Prefill-as-a-Service: Cross-Datacenter KVCache Transport for Hybrid Attention Models

Tools & Engineering

The Engineer

20 Apr 2026 · 3 min read

PrfaaS breaks the barriers of traditional PD architectures by enabling efficient cross-datacenter KVCache transport, unlocking hybrid attention models for wider deployment without high-bandwidth network constraints.

In the world of large-scale language model (LLM) serving, prefill-decode (PD) disaggregation has become a standard practice. This approach separates the compute-intensive prefill phase from the memory-bandwidth-intensive decode phase, allowing each to be optimized independently. However, traditional PD architectures are constrained by the need for high-bandwidth networks to transfer large KVCache data between these phases, limiting their deployment to within a single datacenter.

A team of researchers from Moonshot AI and Tsinghua University has introduced Prefill-as-a-Service (PrfaaS), a novel architecture that enables cross-datacenter PD serving. PrfaaS selectively offloads long-context prefill tasks to specialized compute-dense clusters and transfers the resulting KVCache over commodity Ethernet to local decode clusters. This design addresses several challenges, including bursty workloads, skewed request lengths, uneven prefix cache distribution, and fluctuating inter-cluster bandwidth.

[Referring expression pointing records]
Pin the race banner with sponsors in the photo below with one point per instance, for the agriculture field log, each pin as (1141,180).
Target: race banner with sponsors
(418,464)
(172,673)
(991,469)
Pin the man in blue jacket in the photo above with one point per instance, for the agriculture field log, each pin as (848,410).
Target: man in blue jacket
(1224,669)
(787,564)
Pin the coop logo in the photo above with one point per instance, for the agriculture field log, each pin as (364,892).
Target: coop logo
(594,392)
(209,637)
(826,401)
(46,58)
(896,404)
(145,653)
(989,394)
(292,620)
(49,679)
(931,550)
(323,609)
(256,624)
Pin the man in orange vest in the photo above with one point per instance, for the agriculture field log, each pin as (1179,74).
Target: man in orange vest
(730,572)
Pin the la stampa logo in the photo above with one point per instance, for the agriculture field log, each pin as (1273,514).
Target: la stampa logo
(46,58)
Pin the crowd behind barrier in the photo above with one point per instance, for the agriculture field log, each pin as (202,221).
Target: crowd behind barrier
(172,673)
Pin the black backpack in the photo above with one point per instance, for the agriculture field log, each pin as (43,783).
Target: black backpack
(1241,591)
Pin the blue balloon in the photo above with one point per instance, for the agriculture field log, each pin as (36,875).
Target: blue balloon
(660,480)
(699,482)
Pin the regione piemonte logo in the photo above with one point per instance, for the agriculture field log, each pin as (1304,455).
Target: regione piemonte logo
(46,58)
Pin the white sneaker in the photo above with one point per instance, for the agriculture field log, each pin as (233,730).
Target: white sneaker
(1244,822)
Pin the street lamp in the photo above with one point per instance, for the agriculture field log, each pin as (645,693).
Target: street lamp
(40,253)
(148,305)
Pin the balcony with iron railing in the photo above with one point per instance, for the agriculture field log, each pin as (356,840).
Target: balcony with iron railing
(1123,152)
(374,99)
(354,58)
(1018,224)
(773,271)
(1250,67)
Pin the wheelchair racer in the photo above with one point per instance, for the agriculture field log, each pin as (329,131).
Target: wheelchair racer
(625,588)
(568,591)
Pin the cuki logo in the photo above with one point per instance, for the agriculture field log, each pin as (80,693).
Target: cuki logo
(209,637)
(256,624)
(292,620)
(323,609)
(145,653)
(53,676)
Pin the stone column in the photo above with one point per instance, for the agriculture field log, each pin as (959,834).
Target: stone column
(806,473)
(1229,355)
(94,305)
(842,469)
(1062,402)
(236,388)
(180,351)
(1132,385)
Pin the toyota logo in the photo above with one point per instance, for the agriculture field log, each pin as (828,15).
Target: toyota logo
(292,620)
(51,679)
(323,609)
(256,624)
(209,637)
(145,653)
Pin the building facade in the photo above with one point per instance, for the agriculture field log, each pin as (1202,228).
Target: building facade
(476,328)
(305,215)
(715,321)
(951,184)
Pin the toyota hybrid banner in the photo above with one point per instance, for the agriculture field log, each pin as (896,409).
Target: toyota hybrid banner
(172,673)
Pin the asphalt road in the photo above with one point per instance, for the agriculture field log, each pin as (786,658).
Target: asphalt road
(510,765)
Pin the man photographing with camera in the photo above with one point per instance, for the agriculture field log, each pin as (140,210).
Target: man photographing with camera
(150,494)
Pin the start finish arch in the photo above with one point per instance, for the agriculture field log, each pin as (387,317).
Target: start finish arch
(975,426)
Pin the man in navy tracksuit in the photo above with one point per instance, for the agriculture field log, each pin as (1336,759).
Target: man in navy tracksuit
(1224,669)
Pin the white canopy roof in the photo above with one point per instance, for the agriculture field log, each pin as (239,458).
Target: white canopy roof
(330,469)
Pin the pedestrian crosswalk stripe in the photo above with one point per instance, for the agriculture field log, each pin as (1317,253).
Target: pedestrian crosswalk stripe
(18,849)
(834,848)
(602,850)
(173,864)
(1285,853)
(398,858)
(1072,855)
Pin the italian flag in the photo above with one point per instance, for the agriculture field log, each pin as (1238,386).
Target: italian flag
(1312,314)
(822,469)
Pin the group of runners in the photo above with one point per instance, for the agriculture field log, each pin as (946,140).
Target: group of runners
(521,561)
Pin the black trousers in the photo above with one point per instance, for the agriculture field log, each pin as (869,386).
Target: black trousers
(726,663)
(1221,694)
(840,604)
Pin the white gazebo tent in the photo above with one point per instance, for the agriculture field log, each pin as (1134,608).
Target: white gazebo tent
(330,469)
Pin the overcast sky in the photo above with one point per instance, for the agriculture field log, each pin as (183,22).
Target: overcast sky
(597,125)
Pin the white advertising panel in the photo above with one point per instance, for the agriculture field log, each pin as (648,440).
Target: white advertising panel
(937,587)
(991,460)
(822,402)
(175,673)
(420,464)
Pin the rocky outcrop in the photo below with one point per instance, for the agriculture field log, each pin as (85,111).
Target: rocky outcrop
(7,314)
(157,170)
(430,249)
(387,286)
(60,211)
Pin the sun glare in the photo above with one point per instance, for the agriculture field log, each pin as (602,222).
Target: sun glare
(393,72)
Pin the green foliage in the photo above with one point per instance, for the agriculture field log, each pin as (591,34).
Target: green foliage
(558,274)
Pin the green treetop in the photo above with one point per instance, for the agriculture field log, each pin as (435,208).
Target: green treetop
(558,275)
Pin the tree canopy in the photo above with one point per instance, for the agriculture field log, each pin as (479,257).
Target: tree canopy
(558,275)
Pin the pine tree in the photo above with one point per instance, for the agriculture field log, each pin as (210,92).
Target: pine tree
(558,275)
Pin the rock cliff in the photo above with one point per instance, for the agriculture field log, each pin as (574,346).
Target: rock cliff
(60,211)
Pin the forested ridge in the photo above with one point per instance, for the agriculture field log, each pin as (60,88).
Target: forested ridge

→ Activity list
• A. According to the Prefill-as-a-Service article, over what kind of network does PrfaaS transfer the resulting KVCache to local decode clusters?
• B. Reproduce the stretch of the Prefill-as-a-Service article from "PrfaaS breaks the" through "a single datacenter.".

→ Results of the tasks
• A. Commodity Ethernet.

• B.
PrfaaS breaks the barriers of traditional PD architectures by enabling efficient cross-datacenter KVCache transport, unlocking hybrid attention models for wider deployment without high-bandwidth network constraints.

In the world of large-scale language model (LLM) serving, prefill-decode (PD) disaggregation has become a standard practice. This approach separates the compute-intensive prefill phase from the memory-bandwidth-intensive decode phase, allowing each to be optimized independently. However, traditional PD architectures are constrained by the need for high-bandwidth networks to transfer large KVCache data between these phases, limiting their deployment to within a single datacenter.